Reproduce the listing verbatim.

--- Stored data ---

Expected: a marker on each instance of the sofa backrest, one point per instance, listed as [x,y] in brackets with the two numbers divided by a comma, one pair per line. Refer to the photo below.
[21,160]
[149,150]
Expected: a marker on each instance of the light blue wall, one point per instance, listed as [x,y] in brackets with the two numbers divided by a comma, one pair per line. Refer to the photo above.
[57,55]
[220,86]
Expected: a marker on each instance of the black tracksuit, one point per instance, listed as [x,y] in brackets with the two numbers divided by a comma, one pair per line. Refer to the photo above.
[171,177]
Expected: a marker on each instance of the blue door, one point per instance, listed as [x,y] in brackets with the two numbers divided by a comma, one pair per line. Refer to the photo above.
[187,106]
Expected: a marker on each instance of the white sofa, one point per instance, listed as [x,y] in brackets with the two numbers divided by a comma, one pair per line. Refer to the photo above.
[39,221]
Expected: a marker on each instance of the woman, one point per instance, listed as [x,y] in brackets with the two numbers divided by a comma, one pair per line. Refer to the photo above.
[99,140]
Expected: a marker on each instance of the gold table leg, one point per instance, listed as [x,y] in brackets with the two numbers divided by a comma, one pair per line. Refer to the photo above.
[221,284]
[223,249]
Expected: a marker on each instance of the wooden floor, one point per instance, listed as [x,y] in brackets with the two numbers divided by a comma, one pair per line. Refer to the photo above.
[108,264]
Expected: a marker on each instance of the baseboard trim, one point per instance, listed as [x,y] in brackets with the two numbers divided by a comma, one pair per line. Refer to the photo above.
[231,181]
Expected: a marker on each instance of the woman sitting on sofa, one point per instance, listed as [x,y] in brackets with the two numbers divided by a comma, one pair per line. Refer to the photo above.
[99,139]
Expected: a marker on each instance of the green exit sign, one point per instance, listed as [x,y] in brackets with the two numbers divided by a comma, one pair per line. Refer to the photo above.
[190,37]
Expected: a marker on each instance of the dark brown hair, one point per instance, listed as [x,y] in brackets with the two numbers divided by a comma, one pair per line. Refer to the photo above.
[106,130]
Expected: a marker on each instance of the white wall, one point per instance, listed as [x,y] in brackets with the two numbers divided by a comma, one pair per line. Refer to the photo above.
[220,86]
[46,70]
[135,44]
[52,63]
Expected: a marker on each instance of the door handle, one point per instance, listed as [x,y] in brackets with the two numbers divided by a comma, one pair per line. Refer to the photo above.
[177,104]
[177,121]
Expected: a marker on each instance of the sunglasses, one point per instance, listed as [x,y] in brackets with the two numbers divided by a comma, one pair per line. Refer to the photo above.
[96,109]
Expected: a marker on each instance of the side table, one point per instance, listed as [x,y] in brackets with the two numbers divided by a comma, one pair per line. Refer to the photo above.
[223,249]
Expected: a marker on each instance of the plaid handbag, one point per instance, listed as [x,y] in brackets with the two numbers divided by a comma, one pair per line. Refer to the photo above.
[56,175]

---

→ Exercise output:
Expected: a marker on each instance of the sofa backrest, one point per instance, listed as [x,y] in brackets with the two numbers divided by a comma, one pair per line. Refer to the photo below.
[21,160]
[149,150]
Expected: a marker on each instance of the light blue wall, one point per instance, listed as [x,y] in brackets with the two numbers divided by a comma, one pair per line. Refer to the photo above.
[57,55]
[220,86]
Expected: a marker on each instance of the black tracksuit, one point per instance, listed as [x,y] in brackets with the two numbers divided by a comma, one pair per line. Refer to the photo above.
[171,177]
Expected: a marker on each instance of the blue door, one point per instance, listed as [x,y] in brackets with the two numbers divided by a comma, one pair per line. Refer to the photo above.
[187,106]
Expected: a marker on each instance of the white sofa, one point per instance, listed as [x,y] in brackets with the two numbers divided by a comma, one pair per line. Refer to the photo above.
[39,221]
Expected: a marker on each instance of the woman, one point per instance, listed as [x,y] in brackets with the two numbers divided by a comma, one pair per line. Refer to the photo above.
[99,140]
Expected: a marker on each instance of the gold table leg, one point per instance, listed as [x,y] in brackets with the two numbers divided by a comma, one pair per line. Refer to the photo above.
[221,284]
[223,249]
Expected: a marker on each instance of the wooden floor, one point per instance, listed as [x,y] in brackets with the two numbers divided by a comma, one pair per line. Refer to the photo above.
[108,264]
Expected: a marker on each instance of the baseboard trim, one point per instance, listed as [x,y] in brackets with the two numbers divided by a comma, one pair per line. Refer to the photo above.
[231,181]
Expected: a marker on each instance of the woman sitting on sofa, one point per instance, listed as [x,y] in brackets with the two numbers divided by a comma, one pair per line. Refer to the photo above.
[99,139]
Expected: a marker on each instance of the green exit sign, one point per instance, listed as [x,y] in brackets with the two numbers divided by a comma, one pair per line. Refer to the photo above.
[190,37]
Expected: a marker on each instance of the dark brown hair, one point per instance, listed as [x,y] in brackets with the two numbers divided by a comma, one pair per line. Refer to the photo above.
[106,130]
Expected: a marker on each instance of the white wall, one point per instance, listed as [x,y] in brackets with the two numbers divided by a comma, one pair per line. Refer to the photo above.
[220,86]
[46,70]
[135,44]
[52,63]
Expected: a marker on each instance of the door handle, one point per instance, listed as [x,y] in brackets with the two numbers divided by a comma, one pair per line. Refer to the photo above.
[177,104]
[177,121]
Expected: a marker on each instance of the sunglasses, one point per instance, listed as [x,y] in brackets with the two numbers divided by a comma, one pair per line. Refer to the photo above.
[96,109]
Expected: a marker on each instance of the side table, one point per instance, listed as [x,y] in brackets with the two numbers divided by a comma, one pair per line. Refer to the photo above.
[223,249]
Expected: a marker on each instance of the plaid handbag, one point per instance, listed as [x,y] in brackets with the two numbers divided by a comma, one pair per line. Refer to the photo above.
[56,175]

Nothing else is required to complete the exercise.